• _SUPPLIED TEXT_:
>> Start

Edit: Here is the thread where i found this https://forums.gentoo.org/viewtopic.php?t=129866&highlight=framebuffer+nvidia

For me everything is fine now.

I hope this helps.

greetings, 

rc

----------

## spiralvoice

 *rc wrote:*   

> For me everything is fine now.

 

Here, too. Many thanks!

[EDIT]I filed a bug report to include this information in the ebuild file:

https://bugs.gentoo.org/show_bug.cgi?id=54523[/EDIT]

- spiralvoice

----------

## Isaiah

 *spiralvoice wrote:*   

> Here, too. Many thanks!

 

Ditto dat - worked like a champ  :Cool: 

----------

## srettub

This has been happening to me for months and this fix did not work for me.

----------

## den_RDC

I had this problem too for a loooooooong time (and my Quadro has no tvout, so setting it to ignore didn't help either). But a few months ago i found a solution. It's called vesa-tng  :Smile: . Try to enble it in your kernel. It seems to "do something" that get's rid of this problem  :Smile: 

----------

## srettub

Hmm, I had it enabled already, so that's not the problem.  My video card (geforce 4 mx 440)also doesn't have TV out so that can't be causing the problem (though I do have that line in my xorg.conf), and I used to be able to use an old nvidia driver until I updated to a kernel that was incompatable.

>> End

• _STATED TASK_:
Please write out everything in the forum thread from "Edit: Here is" down to "hope this helps.", word for word. The data is not needed for this.

• _SUPPLIED MATERIAL_:
>> Start

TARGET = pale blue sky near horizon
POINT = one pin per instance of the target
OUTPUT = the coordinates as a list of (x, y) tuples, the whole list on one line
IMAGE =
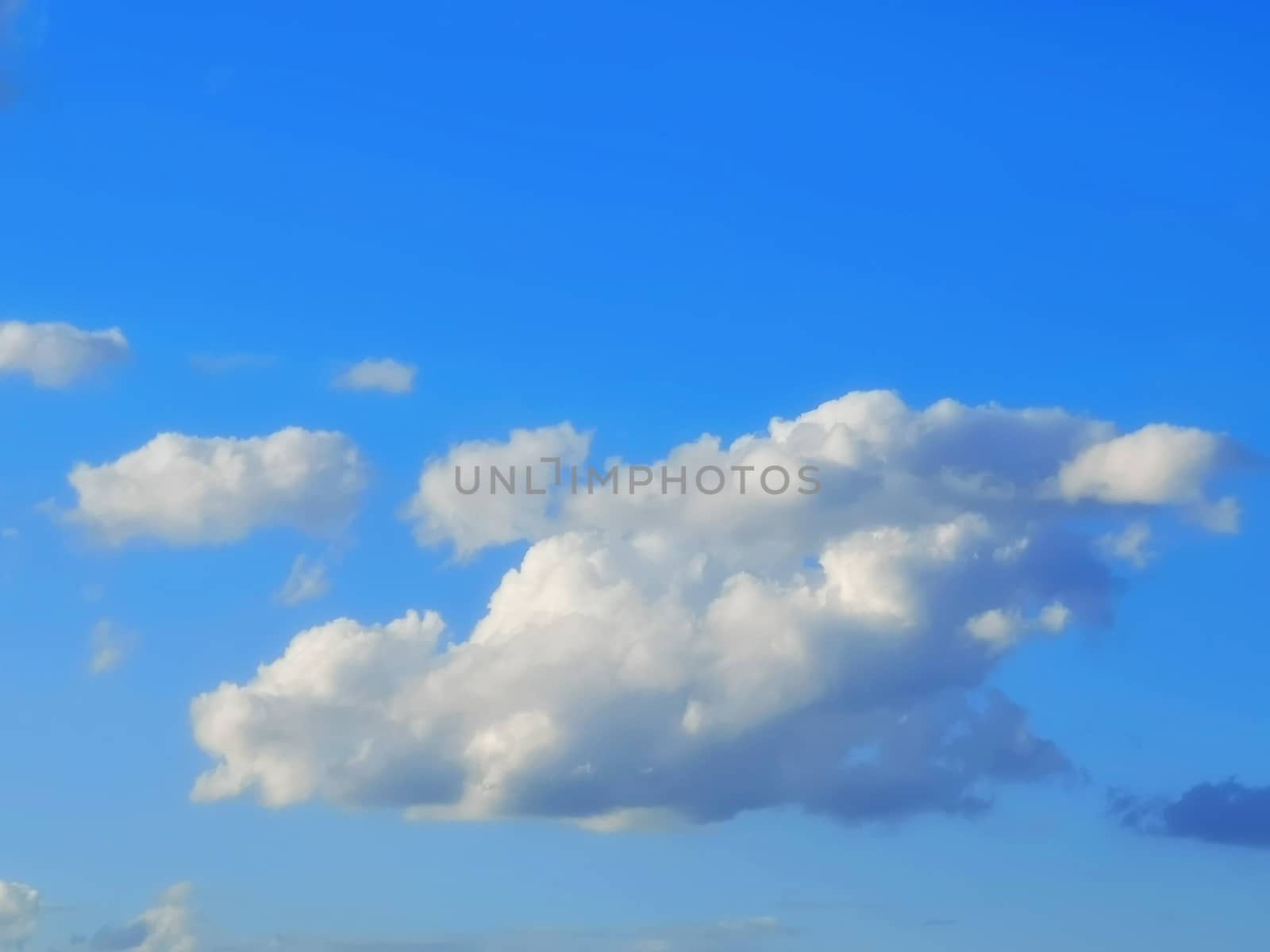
[(651, 222)]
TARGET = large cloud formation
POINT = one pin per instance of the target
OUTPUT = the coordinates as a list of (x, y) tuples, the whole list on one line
[(683, 657), (19, 914), (192, 490), (57, 355)]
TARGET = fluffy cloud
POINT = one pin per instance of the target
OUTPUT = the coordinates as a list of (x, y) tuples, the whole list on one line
[(190, 490), (1156, 465), (57, 355), (442, 512), (19, 914), (683, 657), (387, 376), (1227, 812), (163, 928)]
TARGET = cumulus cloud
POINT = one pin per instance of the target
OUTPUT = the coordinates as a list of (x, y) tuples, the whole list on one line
[(165, 927), (1229, 812), (683, 657), (57, 355), (111, 647), (192, 490), (19, 914), (387, 376), (441, 512), (1156, 465), (308, 579)]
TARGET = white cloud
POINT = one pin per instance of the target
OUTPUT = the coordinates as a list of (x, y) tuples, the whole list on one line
[(57, 355), (387, 376), (1130, 543), (111, 647), (1157, 465), (442, 513), (19, 914), (687, 657), (165, 927), (306, 581), (190, 490)]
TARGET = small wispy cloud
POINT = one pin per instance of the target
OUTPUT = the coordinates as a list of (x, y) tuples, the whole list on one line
[(384, 374), (111, 647), (308, 581)]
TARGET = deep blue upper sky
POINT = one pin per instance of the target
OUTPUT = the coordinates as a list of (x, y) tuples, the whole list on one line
[(653, 221)]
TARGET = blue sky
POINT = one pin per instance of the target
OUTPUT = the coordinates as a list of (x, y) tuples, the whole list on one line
[(651, 224)]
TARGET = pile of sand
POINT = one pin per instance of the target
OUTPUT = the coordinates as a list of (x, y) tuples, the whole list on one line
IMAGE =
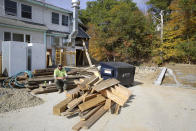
[(13, 99)]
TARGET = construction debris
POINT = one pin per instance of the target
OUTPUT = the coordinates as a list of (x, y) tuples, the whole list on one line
[(92, 98)]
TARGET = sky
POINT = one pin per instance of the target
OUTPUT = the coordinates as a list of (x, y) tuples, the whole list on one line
[(67, 4)]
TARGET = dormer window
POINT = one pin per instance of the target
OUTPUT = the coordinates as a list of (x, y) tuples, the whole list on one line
[(55, 18), (26, 11), (64, 20), (10, 7)]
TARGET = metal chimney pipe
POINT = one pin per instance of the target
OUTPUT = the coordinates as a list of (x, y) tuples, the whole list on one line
[(75, 6)]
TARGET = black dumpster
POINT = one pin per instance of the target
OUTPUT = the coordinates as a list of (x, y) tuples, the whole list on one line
[(121, 71)]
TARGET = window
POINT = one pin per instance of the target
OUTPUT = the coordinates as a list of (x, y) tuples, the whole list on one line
[(7, 36), (64, 41), (26, 11), (55, 41), (10, 7), (64, 20), (55, 18), (18, 37), (28, 38)]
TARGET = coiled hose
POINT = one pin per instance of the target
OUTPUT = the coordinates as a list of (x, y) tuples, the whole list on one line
[(13, 79)]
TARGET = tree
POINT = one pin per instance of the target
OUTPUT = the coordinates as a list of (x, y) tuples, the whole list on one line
[(180, 30), (122, 31)]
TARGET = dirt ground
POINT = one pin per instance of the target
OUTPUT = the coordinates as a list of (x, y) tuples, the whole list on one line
[(151, 108)]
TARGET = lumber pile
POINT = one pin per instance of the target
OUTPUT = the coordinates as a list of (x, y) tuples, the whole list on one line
[(91, 99), (43, 80)]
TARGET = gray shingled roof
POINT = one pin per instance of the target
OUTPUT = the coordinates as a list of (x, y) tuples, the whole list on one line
[(18, 23), (82, 33)]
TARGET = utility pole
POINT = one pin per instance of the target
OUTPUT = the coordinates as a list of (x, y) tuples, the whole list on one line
[(161, 14), (161, 23)]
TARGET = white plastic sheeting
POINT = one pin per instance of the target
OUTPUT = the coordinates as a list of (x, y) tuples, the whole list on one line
[(14, 57), (38, 56)]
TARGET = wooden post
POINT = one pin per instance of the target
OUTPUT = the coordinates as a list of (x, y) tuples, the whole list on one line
[(87, 55)]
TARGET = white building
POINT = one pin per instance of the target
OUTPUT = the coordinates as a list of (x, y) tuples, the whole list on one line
[(34, 21)]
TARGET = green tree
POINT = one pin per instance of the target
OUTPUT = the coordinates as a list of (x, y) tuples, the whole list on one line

>> End

• _EXERCISE RESULT_:
Edit: Here is the thread where i found this https://forums.gentoo.org/viewtopic.php?t=129866&highlight=framebuffer+nvidia

For me everything is fine now.

I hope this helps.